_Direction:_
In the Settlers 7 excerpt below, what three development paths can a player follow to earn victory points?

_Excerpt:_
━━━━
Settlers will never enjoy FarmVille’s gargantuan popularity, of course. Why? Because it’s complicated. Complicated in a proper, mega, epic way. Settlers was complicated back on the Amiga, and it’s complicated now on the modern day PC, with its seventh incarnation. Actually, it’s probably more complicated now than it’s ever been.

Settlers 7 is a real-time strategy game, but unlike no other. This is not Starcraft II, or Dawn of War II, or Supreme Commander II. In those games, you defeat your opponent by killing them. In Settlers, war is only one way of achieving victory.

In Settlers you build and manage an early Renaissance era kingdom in real-time. Everything from making sure your citizens have enough food to providing fancy clothes for traders to wear has to be taken care of. This is your responsibility: the godlike being with a mouse and a scroll wheel. To win, you need to score a certain number of victory points, gained from walking down one of three different development paths: Military, Science, or Trade. Each is valid. Each is very, very different.
━━━━
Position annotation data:
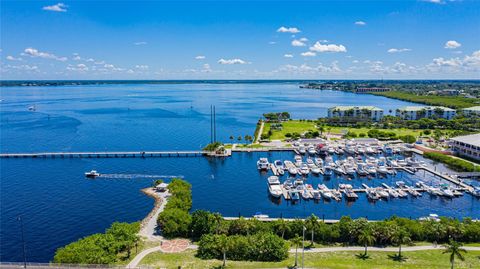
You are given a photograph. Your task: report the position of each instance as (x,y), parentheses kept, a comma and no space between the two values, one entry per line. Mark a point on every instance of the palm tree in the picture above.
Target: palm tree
(224,244)
(454,248)
(312,223)
(366,238)
(400,237)
(297,241)
(282,226)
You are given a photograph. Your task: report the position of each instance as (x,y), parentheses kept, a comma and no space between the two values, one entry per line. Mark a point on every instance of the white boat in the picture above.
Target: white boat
(292,170)
(310,163)
(274,186)
(372,194)
(259,215)
(92,174)
(383,170)
(263,164)
(382,193)
(304,170)
(315,170)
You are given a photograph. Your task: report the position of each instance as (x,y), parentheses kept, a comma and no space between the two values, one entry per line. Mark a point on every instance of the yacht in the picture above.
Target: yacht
(325,192)
(372,194)
(263,164)
(294,195)
(304,170)
(383,170)
(92,174)
(274,186)
(310,163)
(319,162)
(279,164)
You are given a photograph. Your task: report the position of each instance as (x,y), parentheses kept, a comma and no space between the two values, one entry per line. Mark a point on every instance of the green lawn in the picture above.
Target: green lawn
(337,260)
(448,101)
(303,126)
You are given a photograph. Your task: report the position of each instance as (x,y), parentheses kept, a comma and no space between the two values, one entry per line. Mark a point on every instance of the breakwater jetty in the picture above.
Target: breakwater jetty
(107,154)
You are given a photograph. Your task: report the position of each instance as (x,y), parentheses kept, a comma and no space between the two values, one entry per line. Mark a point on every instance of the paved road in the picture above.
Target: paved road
(144,253)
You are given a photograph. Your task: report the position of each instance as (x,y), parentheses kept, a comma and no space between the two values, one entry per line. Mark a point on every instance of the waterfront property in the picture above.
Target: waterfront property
(356,112)
(471,111)
(467,145)
(419,112)
(371,89)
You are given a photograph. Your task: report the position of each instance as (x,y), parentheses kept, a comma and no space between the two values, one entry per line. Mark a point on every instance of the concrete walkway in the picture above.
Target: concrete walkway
(134,263)
(149,228)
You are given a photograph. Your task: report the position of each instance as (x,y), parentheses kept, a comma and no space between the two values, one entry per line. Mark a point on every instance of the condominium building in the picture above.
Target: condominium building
(471,111)
(418,112)
(467,145)
(356,112)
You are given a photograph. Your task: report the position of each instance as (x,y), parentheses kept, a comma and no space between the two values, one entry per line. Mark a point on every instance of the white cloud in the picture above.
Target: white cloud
(318,47)
(78,67)
(142,67)
(393,50)
(60,7)
(308,54)
(11,58)
(36,53)
(298,43)
(292,30)
(452,44)
(231,61)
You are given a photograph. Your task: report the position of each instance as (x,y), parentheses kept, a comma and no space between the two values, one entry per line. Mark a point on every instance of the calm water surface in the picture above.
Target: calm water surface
(59,205)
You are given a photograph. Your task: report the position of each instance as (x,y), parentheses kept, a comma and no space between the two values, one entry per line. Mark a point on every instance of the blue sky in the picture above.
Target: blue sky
(410,39)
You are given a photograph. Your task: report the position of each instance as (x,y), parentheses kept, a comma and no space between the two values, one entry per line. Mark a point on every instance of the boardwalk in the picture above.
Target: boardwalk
(106,154)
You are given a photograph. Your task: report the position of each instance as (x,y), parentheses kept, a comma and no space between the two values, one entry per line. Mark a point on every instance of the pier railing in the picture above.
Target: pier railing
(19,265)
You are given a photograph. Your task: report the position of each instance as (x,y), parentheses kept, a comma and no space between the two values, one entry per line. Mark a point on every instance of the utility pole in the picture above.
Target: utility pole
(303,247)
(214,125)
(19,218)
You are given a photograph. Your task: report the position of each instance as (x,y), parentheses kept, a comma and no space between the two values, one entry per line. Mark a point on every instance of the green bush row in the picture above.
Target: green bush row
(454,163)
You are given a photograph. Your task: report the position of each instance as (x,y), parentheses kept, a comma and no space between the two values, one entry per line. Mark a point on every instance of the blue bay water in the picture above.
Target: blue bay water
(60,206)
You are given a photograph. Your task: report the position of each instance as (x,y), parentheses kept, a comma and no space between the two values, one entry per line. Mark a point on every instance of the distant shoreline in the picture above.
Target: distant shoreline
(50,83)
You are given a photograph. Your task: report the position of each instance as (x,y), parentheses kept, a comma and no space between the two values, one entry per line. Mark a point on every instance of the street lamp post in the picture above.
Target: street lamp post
(19,218)
(303,247)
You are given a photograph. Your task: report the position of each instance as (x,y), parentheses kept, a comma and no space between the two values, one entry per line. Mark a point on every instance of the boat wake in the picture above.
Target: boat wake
(135,176)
━━━━
_Answer to the task:_
Military, Science, and Trade.